**Task prompt**: Display every line of the listing below that contains the string "roof", treating uppercase and lowercase letters as distinct.

**Recorded information**:

>>>

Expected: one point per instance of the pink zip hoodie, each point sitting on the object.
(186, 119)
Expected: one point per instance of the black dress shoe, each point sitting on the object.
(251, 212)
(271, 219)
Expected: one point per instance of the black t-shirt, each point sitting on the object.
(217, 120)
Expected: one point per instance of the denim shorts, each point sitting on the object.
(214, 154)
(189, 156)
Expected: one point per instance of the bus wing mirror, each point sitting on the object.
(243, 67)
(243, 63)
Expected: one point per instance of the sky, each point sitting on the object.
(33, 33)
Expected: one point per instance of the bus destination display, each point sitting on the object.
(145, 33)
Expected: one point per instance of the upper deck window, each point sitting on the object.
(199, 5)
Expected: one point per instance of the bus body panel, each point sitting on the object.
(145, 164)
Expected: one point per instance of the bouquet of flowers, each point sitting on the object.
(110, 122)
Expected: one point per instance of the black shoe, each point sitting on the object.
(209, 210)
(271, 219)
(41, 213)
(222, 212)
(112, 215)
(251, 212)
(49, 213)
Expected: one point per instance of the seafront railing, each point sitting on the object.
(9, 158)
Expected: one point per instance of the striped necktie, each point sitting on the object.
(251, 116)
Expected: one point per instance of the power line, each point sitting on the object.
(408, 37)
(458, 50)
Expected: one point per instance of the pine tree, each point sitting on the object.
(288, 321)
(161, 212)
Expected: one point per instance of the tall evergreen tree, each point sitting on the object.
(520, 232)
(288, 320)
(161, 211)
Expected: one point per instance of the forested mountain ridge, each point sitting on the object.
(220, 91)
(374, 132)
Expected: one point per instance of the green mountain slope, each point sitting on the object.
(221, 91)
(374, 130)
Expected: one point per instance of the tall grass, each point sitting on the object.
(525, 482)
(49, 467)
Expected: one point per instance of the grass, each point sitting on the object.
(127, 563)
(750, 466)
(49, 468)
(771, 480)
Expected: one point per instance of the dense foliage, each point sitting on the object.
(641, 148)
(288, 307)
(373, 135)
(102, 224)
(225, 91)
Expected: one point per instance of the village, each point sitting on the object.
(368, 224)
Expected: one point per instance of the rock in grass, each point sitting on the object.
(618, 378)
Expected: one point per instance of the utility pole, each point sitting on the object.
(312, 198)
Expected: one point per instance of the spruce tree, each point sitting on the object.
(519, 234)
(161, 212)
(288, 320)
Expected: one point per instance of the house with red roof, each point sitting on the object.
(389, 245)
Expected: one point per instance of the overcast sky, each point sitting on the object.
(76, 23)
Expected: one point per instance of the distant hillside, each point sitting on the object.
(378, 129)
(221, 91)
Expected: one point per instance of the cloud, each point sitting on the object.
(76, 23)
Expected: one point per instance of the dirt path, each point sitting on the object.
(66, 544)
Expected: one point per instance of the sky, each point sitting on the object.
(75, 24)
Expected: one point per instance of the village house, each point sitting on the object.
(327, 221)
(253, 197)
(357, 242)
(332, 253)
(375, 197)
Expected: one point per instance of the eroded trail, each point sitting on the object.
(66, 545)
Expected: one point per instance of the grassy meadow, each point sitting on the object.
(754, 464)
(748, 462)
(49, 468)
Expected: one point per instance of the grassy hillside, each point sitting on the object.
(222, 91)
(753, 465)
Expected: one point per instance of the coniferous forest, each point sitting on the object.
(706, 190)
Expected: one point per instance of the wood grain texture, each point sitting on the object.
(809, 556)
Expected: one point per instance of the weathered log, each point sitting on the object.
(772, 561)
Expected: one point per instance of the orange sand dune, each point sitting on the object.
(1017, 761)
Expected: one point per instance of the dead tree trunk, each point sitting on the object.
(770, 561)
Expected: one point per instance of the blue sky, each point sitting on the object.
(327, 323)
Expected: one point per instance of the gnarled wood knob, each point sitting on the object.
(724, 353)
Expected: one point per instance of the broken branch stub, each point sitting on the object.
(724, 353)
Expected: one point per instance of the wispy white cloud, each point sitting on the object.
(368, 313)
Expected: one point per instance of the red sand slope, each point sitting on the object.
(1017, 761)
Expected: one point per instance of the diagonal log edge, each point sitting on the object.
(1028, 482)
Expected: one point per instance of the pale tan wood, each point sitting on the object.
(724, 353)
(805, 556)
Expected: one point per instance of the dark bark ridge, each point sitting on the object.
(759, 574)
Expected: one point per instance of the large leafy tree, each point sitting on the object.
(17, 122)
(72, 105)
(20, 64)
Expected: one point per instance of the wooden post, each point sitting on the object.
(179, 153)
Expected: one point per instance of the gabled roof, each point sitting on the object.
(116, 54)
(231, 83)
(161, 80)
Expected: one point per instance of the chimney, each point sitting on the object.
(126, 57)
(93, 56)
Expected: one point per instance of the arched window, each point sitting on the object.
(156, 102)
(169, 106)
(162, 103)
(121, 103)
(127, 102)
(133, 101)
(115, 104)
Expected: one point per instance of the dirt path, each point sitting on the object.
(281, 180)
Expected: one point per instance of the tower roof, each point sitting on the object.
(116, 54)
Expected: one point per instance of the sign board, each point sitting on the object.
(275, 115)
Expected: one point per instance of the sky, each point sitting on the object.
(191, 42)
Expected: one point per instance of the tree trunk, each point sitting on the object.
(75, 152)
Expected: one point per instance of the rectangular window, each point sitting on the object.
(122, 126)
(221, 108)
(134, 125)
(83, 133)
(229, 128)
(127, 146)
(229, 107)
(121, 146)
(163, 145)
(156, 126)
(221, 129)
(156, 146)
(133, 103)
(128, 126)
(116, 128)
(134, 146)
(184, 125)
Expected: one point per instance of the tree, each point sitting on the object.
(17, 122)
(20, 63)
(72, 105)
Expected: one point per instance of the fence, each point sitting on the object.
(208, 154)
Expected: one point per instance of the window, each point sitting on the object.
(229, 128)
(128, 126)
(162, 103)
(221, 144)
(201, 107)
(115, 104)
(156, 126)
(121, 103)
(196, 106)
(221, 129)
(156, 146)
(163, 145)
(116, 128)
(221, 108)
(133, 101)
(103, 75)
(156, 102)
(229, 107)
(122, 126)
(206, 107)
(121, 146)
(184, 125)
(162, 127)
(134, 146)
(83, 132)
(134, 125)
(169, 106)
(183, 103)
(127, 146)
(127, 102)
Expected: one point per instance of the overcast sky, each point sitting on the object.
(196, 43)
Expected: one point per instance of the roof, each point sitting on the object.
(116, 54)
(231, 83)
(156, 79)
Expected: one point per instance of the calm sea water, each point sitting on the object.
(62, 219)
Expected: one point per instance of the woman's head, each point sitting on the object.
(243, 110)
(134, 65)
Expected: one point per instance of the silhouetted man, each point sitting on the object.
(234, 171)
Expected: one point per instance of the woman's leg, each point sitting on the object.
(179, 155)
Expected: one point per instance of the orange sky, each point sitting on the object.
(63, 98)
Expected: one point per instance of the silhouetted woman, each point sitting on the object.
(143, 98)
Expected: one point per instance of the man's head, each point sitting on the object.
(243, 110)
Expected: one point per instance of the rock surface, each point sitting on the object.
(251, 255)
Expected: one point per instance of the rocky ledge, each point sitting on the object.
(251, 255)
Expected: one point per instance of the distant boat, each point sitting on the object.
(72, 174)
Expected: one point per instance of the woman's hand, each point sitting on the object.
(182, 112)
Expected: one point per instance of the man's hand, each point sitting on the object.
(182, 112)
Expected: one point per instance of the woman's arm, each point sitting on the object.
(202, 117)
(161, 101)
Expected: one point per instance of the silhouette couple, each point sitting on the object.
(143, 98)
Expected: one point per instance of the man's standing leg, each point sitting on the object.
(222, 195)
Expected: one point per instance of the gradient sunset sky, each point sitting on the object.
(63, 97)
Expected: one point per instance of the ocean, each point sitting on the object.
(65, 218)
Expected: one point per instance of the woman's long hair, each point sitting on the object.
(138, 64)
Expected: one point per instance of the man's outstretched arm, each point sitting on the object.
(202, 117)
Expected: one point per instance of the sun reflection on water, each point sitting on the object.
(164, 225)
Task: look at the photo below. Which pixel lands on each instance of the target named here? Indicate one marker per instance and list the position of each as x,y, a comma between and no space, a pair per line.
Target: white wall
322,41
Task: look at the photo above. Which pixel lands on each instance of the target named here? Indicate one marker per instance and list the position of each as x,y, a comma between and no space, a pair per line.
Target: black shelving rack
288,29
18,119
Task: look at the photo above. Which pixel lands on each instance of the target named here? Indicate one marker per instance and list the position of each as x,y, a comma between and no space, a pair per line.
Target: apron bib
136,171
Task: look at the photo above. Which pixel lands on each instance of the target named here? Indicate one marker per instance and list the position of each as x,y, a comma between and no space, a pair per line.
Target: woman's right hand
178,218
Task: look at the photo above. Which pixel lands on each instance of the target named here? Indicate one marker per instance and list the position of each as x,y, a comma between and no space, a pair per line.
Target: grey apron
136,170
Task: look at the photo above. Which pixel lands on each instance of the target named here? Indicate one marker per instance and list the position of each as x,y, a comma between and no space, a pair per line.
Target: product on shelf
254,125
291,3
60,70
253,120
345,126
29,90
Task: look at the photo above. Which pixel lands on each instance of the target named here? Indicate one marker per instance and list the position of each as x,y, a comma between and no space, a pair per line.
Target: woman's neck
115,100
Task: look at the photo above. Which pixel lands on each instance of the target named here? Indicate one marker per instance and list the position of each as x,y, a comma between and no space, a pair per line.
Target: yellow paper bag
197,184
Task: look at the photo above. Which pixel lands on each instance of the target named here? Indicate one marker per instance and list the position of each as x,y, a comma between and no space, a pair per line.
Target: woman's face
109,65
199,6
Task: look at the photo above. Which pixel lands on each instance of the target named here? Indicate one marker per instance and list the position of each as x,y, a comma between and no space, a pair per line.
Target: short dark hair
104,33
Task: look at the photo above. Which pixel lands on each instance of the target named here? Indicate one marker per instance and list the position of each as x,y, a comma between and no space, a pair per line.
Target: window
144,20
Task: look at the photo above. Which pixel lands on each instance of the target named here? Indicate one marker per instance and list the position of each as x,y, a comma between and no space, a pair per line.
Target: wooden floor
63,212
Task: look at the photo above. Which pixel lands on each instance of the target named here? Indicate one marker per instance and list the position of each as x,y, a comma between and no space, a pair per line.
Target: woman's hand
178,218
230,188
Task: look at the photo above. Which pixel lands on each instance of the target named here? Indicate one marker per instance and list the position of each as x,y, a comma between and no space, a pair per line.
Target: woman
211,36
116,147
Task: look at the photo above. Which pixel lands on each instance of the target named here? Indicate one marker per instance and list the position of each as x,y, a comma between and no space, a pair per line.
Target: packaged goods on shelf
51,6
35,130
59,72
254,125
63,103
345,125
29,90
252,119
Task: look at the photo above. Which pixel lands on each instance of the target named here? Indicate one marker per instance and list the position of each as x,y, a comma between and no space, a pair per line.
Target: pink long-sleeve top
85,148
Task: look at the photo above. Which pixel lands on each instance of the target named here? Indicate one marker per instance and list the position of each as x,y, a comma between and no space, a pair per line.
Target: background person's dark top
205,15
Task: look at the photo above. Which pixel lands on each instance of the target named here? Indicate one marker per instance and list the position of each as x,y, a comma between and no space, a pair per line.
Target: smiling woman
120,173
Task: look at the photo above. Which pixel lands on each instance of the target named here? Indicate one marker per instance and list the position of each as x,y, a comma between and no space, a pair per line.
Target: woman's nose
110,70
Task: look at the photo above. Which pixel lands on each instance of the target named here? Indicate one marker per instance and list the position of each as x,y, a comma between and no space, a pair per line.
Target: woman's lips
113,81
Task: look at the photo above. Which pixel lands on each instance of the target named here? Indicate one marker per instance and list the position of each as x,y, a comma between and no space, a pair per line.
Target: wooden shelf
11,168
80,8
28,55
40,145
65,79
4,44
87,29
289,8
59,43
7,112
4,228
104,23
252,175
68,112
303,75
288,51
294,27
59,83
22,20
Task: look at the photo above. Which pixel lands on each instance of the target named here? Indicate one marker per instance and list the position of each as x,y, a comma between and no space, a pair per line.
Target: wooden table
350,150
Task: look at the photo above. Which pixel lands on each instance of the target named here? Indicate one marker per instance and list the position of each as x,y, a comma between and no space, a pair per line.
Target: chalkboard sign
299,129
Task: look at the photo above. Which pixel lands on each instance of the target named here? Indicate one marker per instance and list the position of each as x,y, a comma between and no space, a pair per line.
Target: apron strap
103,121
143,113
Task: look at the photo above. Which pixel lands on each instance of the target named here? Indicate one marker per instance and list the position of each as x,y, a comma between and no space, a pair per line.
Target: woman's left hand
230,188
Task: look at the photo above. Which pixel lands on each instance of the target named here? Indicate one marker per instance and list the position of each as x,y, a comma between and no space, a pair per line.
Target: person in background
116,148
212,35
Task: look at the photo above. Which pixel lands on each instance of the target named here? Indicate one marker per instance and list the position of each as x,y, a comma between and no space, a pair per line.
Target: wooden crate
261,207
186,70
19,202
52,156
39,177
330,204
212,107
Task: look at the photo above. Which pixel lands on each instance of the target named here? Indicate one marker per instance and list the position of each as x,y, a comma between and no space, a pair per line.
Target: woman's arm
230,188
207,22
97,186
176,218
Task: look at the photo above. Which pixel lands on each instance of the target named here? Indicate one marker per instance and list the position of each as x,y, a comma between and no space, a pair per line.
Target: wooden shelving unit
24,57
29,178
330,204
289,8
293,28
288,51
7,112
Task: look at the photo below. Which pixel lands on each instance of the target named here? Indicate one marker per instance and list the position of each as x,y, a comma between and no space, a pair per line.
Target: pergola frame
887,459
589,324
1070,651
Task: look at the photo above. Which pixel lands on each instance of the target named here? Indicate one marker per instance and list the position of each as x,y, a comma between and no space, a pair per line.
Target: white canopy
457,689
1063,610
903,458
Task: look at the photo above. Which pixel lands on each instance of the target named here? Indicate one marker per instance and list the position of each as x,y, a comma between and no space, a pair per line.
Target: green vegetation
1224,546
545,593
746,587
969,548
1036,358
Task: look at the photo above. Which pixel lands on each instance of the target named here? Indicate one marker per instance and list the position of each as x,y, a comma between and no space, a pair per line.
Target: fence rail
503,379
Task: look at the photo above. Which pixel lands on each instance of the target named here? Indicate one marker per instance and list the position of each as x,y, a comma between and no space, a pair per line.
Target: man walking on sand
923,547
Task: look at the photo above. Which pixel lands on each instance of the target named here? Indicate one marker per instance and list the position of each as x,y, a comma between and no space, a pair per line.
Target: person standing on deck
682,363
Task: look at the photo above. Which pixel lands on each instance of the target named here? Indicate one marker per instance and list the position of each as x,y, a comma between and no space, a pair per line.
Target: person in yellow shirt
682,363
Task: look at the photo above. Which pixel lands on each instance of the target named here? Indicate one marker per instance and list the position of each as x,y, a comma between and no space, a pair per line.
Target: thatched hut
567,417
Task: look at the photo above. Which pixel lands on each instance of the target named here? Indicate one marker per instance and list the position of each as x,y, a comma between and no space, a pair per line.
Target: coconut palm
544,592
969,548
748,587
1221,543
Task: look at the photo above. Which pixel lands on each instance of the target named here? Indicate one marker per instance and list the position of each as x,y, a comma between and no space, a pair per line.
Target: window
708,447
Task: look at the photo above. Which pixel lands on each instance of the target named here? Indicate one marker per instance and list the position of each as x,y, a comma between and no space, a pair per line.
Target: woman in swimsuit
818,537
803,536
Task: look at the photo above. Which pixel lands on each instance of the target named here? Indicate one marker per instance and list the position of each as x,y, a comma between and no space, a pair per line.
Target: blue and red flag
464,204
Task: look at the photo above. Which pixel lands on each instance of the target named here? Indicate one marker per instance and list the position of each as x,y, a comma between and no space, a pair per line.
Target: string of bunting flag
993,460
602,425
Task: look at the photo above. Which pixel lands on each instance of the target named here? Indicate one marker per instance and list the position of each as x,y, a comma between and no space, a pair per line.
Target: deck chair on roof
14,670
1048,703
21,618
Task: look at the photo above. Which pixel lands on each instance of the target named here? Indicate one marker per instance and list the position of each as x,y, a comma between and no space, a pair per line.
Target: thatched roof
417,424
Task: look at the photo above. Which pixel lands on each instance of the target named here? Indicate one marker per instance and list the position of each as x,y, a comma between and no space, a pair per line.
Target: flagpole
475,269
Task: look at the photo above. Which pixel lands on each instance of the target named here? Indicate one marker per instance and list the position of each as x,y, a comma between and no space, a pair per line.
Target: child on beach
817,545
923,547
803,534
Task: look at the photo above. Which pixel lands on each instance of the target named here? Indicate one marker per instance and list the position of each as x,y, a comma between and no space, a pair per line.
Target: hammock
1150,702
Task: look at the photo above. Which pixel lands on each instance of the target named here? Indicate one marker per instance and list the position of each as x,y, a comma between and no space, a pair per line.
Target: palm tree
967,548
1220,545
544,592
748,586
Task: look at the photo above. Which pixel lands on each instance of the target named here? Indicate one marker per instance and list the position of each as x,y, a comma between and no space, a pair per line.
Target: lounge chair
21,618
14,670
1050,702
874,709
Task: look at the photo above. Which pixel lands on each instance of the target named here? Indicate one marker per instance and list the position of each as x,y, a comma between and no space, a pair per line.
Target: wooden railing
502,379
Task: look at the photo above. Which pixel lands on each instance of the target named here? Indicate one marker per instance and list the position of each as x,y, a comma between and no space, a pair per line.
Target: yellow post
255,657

<<<

**Answer to the exercise**:
Expected: one point per instance of the house with red roof, each point sitting on the object.
Expected: one point per instance of the gabled roof, each point sitting on the object.
Expected: one point per instance of the tower roof, each point sitting on the object.
Expected: one point per instance of the roof, each point sitting on the object.
Target: deck chair on roof
Target: thatched roof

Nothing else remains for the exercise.